(begin)

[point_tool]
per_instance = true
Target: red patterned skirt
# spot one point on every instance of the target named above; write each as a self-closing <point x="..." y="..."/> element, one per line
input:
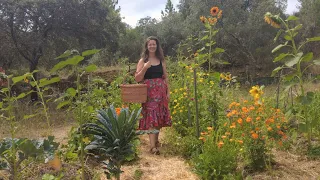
<point x="155" y="111"/>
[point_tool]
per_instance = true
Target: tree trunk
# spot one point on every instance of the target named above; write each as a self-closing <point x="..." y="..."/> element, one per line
<point x="33" y="66"/>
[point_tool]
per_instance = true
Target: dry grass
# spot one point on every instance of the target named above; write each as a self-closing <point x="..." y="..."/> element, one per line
<point x="153" y="167"/>
<point x="291" y="167"/>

(end)

● WORK TO DO
Reproduce every line of all the items above, requests included, but shift each x and y coordinate in the answers up by 120. Leave out the pictures.

● EXERCISE OUTPUT
[point_tool]
per_instance = true
Target: red patterned skirt
# spot one point on every instance of the target named above; write each as a self-closing <point x="..." y="..."/> element, one per line
input:
<point x="275" y="231"/>
[point_tool]
per_instance = true
Target: tree trunk
# spot one point on every instance of the target named above; write each as a self-closing <point x="..." y="..."/> element, one per line
<point x="153" y="186"/>
[point_tool]
per_instance = true
Target: dry grass
# spot one point on every instance of the target named above; write each as a self-closing <point x="..." y="..."/> element, one per line
<point x="273" y="287"/>
<point x="411" y="287"/>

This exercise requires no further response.